## Data supplied
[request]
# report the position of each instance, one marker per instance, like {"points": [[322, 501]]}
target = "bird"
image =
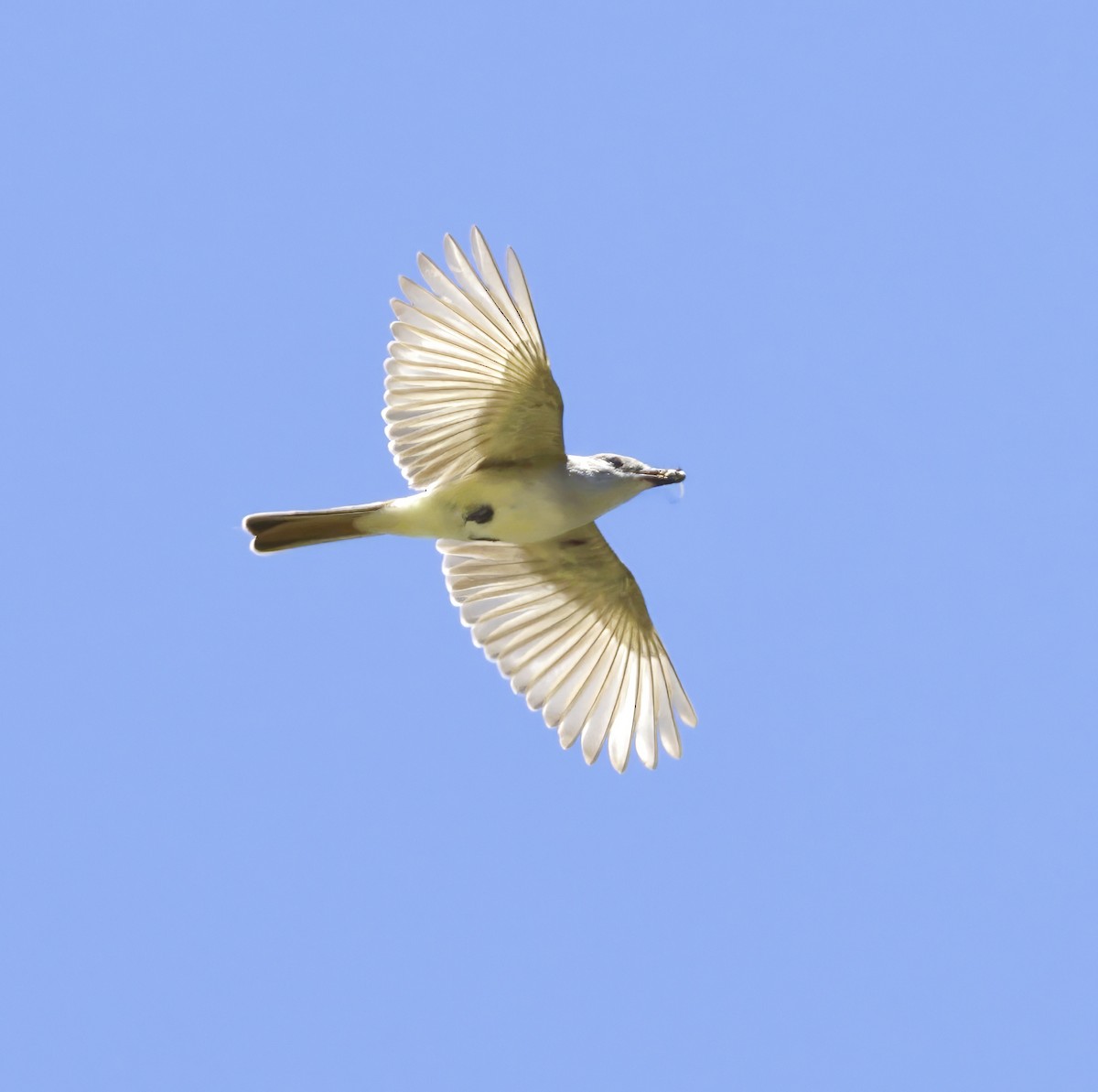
{"points": [[475, 421]]}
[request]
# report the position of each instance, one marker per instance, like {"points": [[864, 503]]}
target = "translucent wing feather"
{"points": [[565, 622], [468, 382]]}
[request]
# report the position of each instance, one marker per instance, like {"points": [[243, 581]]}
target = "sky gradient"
{"points": [[274, 823]]}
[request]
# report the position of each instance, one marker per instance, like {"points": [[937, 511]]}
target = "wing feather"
{"points": [[468, 380], [565, 622]]}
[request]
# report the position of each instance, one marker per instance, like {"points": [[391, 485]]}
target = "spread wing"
{"points": [[565, 622], [468, 379]]}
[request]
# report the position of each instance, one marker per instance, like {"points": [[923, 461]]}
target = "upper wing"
{"points": [[468, 378], [566, 624]]}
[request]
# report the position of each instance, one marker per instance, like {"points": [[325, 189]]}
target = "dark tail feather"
{"points": [[285, 530]]}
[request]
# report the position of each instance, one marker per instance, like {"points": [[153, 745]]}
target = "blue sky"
{"points": [[274, 823]]}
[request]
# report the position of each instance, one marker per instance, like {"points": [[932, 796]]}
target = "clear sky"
{"points": [[274, 823]]}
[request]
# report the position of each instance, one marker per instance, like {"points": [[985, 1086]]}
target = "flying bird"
{"points": [[475, 422]]}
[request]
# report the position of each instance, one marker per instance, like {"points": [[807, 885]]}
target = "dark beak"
{"points": [[664, 477]]}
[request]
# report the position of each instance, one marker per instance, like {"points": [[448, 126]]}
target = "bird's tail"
{"points": [[285, 530]]}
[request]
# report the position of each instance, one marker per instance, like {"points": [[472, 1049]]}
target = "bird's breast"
{"points": [[516, 504]]}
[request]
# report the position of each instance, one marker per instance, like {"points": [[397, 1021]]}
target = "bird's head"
{"points": [[623, 471]]}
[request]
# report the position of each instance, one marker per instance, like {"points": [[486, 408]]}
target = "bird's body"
{"points": [[516, 503], [475, 421]]}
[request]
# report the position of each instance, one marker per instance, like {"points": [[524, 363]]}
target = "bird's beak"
{"points": [[663, 477]]}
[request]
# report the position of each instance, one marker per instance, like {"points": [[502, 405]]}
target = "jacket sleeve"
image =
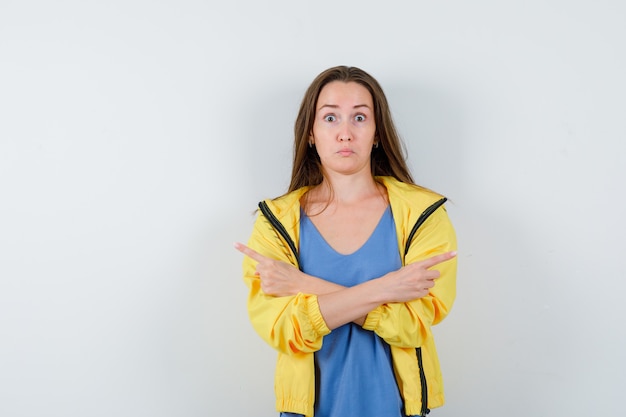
{"points": [[291, 324], [409, 324]]}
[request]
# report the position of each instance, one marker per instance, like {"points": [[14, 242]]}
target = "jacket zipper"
{"points": [[420, 362], [278, 226]]}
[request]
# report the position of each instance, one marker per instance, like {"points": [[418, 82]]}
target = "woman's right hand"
{"points": [[413, 281]]}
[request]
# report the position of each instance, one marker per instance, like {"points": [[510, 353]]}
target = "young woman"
{"points": [[348, 271]]}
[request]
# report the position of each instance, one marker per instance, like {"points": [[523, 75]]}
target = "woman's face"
{"points": [[344, 128]]}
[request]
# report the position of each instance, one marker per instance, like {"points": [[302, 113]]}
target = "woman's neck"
{"points": [[346, 190]]}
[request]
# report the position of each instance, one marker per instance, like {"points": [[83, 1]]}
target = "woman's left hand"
{"points": [[278, 278]]}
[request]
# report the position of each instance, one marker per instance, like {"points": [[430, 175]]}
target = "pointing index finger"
{"points": [[437, 259], [249, 252]]}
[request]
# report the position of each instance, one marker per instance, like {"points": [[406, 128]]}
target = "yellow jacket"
{"points": [[294, 326]]}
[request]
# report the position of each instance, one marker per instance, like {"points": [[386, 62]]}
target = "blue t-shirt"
{"points": [[353, 369]]}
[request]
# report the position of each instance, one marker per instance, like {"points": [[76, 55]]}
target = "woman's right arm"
{"points": [[339, 305]]}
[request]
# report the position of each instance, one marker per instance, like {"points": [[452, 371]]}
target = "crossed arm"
{"points": [[340, 305]]}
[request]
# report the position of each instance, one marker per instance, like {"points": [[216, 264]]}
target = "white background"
{"points": [[136, 138]]}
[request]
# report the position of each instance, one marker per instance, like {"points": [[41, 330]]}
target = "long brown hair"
{"points": [[387, 159]]}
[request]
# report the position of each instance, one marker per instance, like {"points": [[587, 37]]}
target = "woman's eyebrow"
{"points": [[334, 106]]}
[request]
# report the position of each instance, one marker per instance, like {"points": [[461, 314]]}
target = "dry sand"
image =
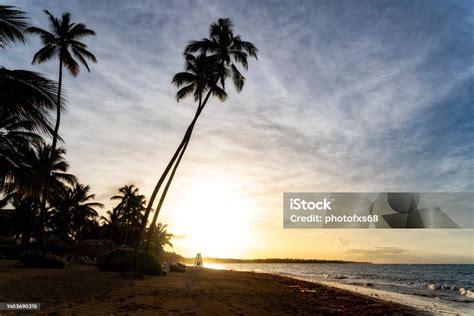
{"points": [[84, 290]]}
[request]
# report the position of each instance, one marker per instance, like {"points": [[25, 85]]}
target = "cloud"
{"points": [[366, 96]]}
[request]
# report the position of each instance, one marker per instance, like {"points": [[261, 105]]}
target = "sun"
{"points": [[214, 218]]}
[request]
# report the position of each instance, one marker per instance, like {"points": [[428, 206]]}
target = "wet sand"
{"points": [[84, 290]]}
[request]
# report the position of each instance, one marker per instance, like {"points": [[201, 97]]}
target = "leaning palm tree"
{"points": [[62, 41], [12, 23], [72, 210], [220, 53], [230, 50], [29, 96], [199, 80], [41, 178], [16, 134], [26, 94]]}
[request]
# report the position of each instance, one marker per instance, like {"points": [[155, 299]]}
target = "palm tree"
{"points": [[73, 210], [12, 24], [23, 93], [63, 42], [131, 206], [42, 177], [159, 239], [15, 138], [113, 224], [217, 61], [29, 96], [229, 50]]}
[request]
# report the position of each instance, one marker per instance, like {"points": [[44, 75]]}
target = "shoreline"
{"points": [[425, 303], [80, 289]]}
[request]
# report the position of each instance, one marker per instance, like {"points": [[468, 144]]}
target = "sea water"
{"points": [[448, 283]]}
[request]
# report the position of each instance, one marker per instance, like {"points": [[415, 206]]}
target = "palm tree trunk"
{"points": [[51, 155], [165, 173], [165, 191], [163, 196], [42, 235], [58, 111]]}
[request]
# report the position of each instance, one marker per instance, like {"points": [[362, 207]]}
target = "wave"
{"points": [[462, 291]]}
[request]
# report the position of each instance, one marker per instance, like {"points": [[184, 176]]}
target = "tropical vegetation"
{"points": [[44, 208]]}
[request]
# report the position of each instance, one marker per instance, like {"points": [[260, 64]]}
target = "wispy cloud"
{"points": [[362, 96]]}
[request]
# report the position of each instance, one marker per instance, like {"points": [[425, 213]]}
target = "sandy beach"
{"points": [[82, 289]]}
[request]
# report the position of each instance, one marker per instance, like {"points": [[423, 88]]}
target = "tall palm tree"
{"points": [[12, 23], [73, 210], [159, 239], [131, 206], [42, 177], [62, 41], [229, 50], [15, 138], [221, 52], [29, 96], [199, 80]]}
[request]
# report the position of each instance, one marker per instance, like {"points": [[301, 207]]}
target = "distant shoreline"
{"points": [[271, 260], [83, 289]]}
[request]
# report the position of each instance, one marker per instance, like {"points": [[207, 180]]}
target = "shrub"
{"points": [[35, 259], [9, 249], [94, 248], [121, 260], [57, 246]]}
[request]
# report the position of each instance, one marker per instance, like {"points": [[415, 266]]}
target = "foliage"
{"points": [[35, 259], [12, 24], [122, 260], [94, 248], [57, 246], [160, 239], [62, 40]]}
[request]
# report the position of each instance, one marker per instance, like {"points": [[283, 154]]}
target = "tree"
{"points": [[41, 178], [62, 41], [217, 59], [15, 138], [12, 23], [159, 239], [131, 206], [72, 210], [25, 94]]}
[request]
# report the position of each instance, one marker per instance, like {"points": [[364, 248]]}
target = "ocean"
{"points": [[449, 283]]}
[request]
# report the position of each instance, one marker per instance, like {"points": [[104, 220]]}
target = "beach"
{"points": [[83, 289]]}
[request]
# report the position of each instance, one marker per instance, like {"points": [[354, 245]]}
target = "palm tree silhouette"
{"points": [[131, 206], [63, 42], [43, 176], [228, 49], [16, 134], [73, 210], [12, 24], [159, 239], [23, 93], [217, 59]]}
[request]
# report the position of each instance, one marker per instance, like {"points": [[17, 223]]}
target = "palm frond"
{"points": [[12, 23]]}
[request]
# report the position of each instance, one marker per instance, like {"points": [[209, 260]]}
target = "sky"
{"points": [[348, 96]]}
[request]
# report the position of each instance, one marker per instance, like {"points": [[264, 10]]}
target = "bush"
{"points": [[57, 246], [121, 260], [34, 259], [94, 248]]}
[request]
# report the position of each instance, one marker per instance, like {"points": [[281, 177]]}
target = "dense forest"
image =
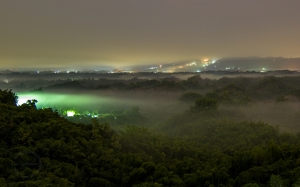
{"points": [[228, 132]]}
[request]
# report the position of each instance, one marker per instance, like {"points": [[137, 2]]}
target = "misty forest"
{"points": [[151, 132]]}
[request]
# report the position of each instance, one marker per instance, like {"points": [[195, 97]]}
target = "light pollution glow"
{"points": [[76, 33]]}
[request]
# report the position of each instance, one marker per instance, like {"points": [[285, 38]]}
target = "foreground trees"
{"points": [[40, 148]]}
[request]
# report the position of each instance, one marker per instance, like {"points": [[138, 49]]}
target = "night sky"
{"points": [[81, 33]]}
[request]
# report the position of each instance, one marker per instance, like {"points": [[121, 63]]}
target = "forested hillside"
{"points": [[197, 148]]}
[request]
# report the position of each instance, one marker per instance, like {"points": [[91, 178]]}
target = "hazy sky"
{"points": [[50, 33]]}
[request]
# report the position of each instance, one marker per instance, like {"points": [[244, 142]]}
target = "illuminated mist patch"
{"points": [[70, 113]]}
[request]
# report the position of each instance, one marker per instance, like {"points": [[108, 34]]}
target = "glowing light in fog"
{"points": [[70, 113]]}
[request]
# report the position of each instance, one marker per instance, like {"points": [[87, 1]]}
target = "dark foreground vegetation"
{"points": [[212, 143]]}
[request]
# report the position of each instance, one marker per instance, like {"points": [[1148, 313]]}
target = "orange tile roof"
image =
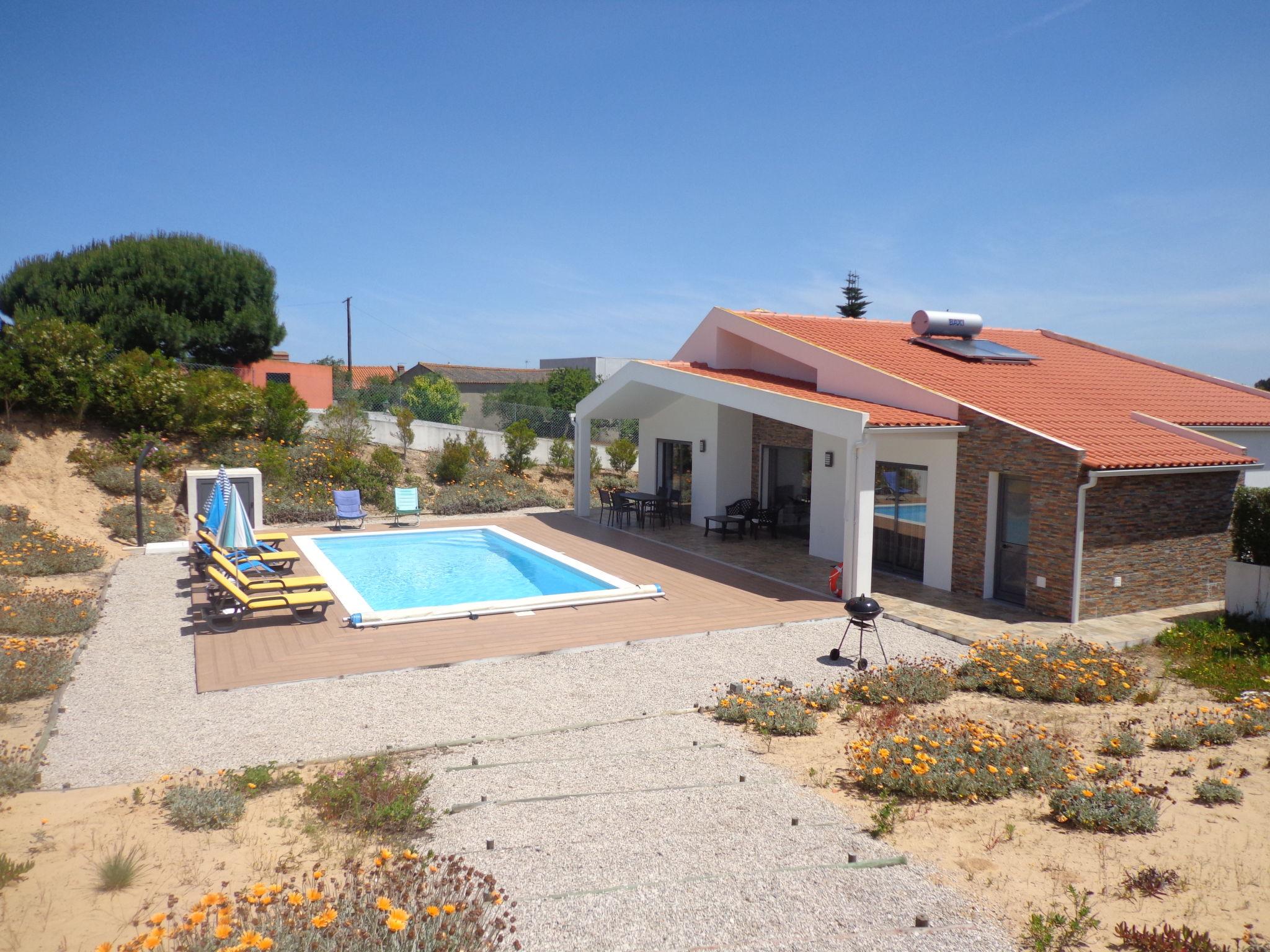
{"points": [[362, 374], [1078, 394], [879, 414]]}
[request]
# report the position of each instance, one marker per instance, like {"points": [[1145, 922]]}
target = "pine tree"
{"points": [[856, 302]]}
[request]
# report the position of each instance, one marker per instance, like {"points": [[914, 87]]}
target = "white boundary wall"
{"points": [[431, 436]]}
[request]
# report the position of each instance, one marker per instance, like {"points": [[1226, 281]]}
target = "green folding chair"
{"points": [[407, 500]]}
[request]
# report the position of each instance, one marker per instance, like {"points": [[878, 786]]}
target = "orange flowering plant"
{"points": [[1068, 671], [398, 902]]}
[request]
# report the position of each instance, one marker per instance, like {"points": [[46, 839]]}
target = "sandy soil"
{"points": [[1222, 853], [59, 907], [40, 479]]}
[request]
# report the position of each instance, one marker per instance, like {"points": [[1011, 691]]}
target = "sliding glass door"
{"points": [[675, 469], [900, 518]]}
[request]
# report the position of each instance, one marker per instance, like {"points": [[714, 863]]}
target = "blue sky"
{"points": [[495, 183]]}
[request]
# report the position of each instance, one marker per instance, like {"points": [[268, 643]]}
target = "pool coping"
{"points": [[362, 615]]}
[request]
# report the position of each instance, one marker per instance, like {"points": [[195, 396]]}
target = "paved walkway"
{"points": [[951, 615], [668, 834]]}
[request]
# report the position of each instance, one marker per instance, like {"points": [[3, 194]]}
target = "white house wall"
{"points": [[938, 454]]}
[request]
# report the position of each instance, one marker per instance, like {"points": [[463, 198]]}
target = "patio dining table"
{"points": [[646, 505]]}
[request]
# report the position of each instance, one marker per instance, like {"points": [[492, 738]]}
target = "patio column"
{"points": [[582, 466], [858, 522]]}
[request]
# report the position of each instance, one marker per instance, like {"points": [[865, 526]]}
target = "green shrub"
{"points": [[141, 391], [1094, 806], [950, 759], [260, 778], [120, 868], [1210, 791], [904, 682], [1065, 671], [373, 795], [477, 450], [453, 461], [29, 549], [33, 667], [518, 444], [346, 426], [46, 612], [773, 707], [283, 413], [122, 522], [623, 455], [1175, 738], [18, 772], [12, 871], [120, 480], [1227, 654], [1126, 744], [561, 455], [211, 808], [1250, 524]]}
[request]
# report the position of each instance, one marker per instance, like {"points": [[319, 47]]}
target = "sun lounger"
{"points": [[247, 560], [229, 604], [349, 507], [407, 501], [269, 583]]}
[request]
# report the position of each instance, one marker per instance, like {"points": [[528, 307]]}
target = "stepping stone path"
{"points": [[643, 835]]}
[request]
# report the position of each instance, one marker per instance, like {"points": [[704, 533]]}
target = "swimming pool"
{"points": [[908, 512], [385, 578]]}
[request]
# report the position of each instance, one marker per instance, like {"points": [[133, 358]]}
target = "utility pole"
{"points": [[349, 318]]}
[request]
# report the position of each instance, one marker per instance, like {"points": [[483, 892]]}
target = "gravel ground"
{"points": [[133, 711], [603, 853]]}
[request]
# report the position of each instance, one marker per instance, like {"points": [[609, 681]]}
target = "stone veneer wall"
{"points": [[1168, 537], [773, 433], [1054, 471]]}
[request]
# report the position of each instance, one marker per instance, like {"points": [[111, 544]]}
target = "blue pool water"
{"points": [[448, 566], [908, 512]]}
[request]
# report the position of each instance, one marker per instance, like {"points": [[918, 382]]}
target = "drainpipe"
{"points": [[1080, 544]]}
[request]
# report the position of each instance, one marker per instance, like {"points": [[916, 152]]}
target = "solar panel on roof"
{"points": [[977, 350]]}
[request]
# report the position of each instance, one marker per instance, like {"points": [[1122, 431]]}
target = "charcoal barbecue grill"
{"points": [[864, 614]]}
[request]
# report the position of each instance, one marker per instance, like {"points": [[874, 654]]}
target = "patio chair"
{"points": [[407, 503], [349, 507], [247, 559], [893, 485], [228, 604], [271, 539], [269, 583]]}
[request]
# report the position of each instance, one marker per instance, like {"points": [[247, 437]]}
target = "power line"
{"points": [[404, 334]]}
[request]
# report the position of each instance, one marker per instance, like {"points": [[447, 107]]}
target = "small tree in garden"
{"points": [[520, 441], [453, 465], [406, 427], [285, 413], [477, 450], [623, 455], [561, 456], [433, 398], [346, 426]]}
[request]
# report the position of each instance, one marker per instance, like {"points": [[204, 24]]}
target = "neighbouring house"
{"points": [[1019, 465], [313, 381], [598, 367], [474, 384]]}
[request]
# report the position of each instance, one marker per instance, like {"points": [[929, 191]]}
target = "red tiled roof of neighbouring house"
{"points": [[879, 414], [466, 374], [1077, 392], [362, 374]]}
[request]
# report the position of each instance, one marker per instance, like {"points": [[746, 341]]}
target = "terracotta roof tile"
{"points": [[879, 414], [1076, 392]]}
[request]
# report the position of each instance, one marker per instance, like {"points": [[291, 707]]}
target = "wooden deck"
{"points": [[700, 596]]}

## What is required
Show every line of the records that contains the string "green", matching case exactly.

## Result
target = "green folding chair"
target = "green shrub"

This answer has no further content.